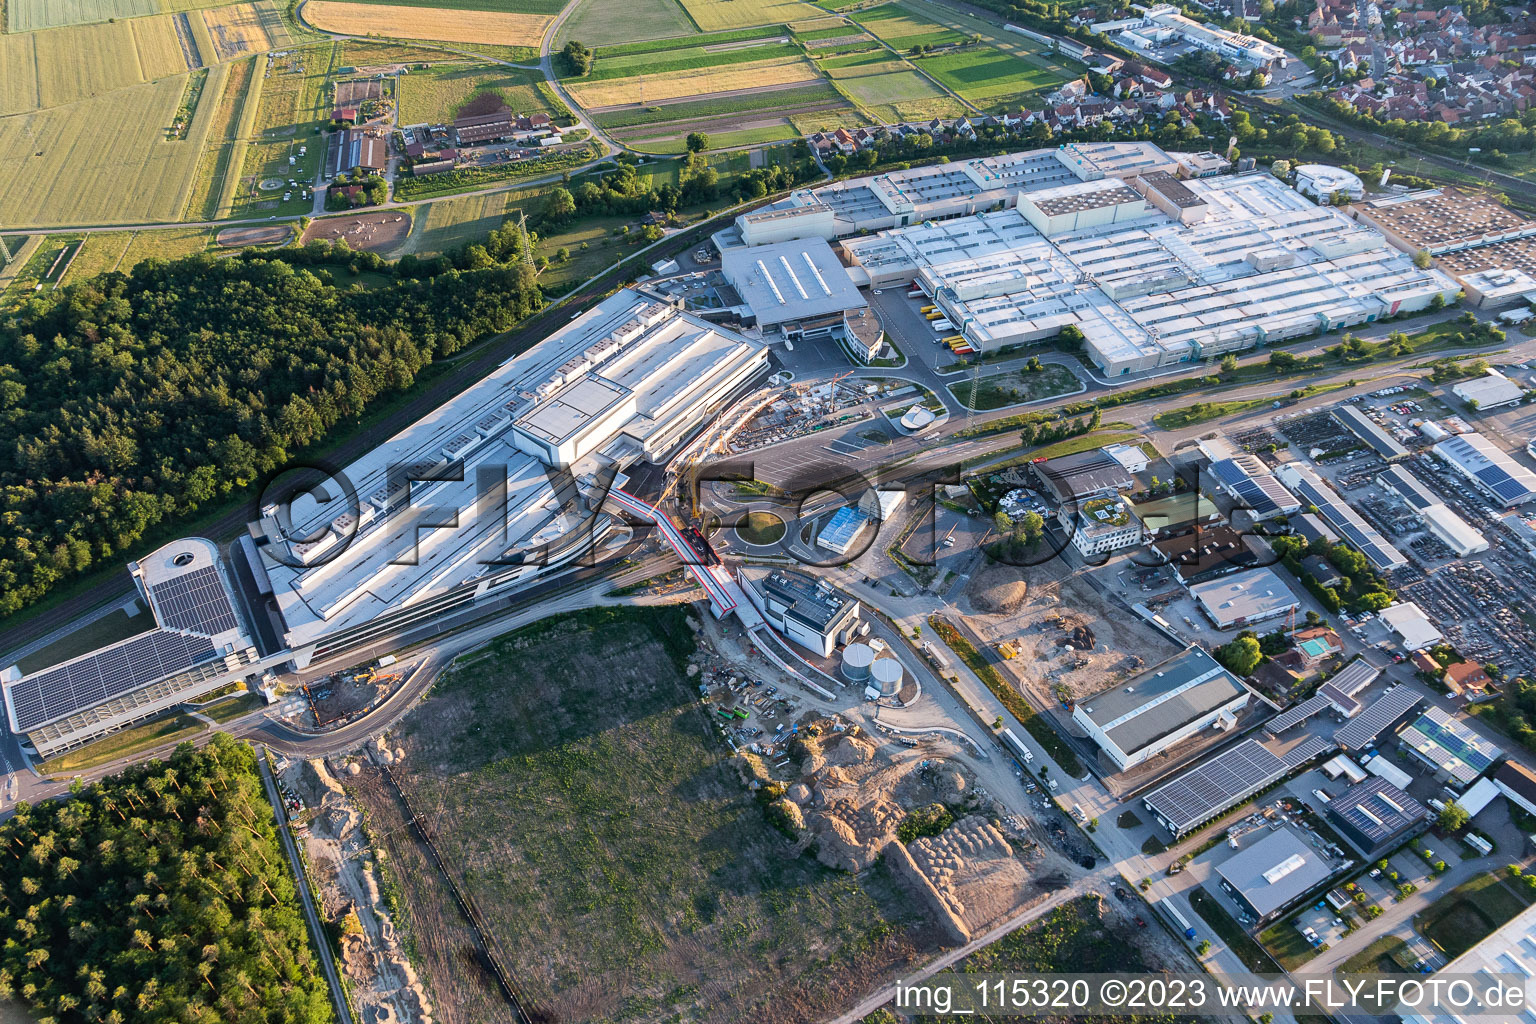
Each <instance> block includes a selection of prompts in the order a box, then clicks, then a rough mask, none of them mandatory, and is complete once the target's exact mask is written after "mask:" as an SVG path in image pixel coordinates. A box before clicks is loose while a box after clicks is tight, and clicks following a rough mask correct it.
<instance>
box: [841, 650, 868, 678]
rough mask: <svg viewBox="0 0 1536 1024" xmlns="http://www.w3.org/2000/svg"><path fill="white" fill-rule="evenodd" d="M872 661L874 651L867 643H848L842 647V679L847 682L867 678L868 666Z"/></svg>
mask: <svg viewBox="0 0 1536 1024" xmlns="http://www.w3.org/2000/svg"><path fill="white" fill-rule="evenodd" d="M872 663H874V651H872V649H871V648H869V645H868V643H849V645H848V646H845V648H843V679H846V680H848V682H849V683H862V682H865V680H868V679H869V666H871V665H872Z"/></svg>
§
Assignment:
Set down every entry above word for word, leaving out the pictures.

Response below:
Each <instance> block includes a selection of prompts in the order a box, then clicks, then a rough mask, none of them mandatory, and is complete once the target's exact mask is written after "mask:" as an SVG path in image pixel coordinates. A box before clicks is loose while a box after clicks is tight, and clicks following a rough mask correct it.
<instance>
box: [841, 650, 868, 678]
rough mask: <svg viewBox="0 0 1536 1024" xmlns="http://www.w3.org/2000/svg"><path fill="white" fill-rule="evenodd" d="M872 661L874 651L867 643H848L842 647V679L847 682L867 678L868 666Z"/></svg>
mask: <svg viewBox="0 0 1536 1024" xmlns="http://www.w3.org/2000/svg"><path fill="white" fill-rule="evenodd" d="M872 663H874V651H872V649H871V648H869V645H868V643H849V645H848V646H845V648H843V679H846V680H848V682H849V683H862V682H865V680H868V679H869V666H871V665H872Z"/></svg>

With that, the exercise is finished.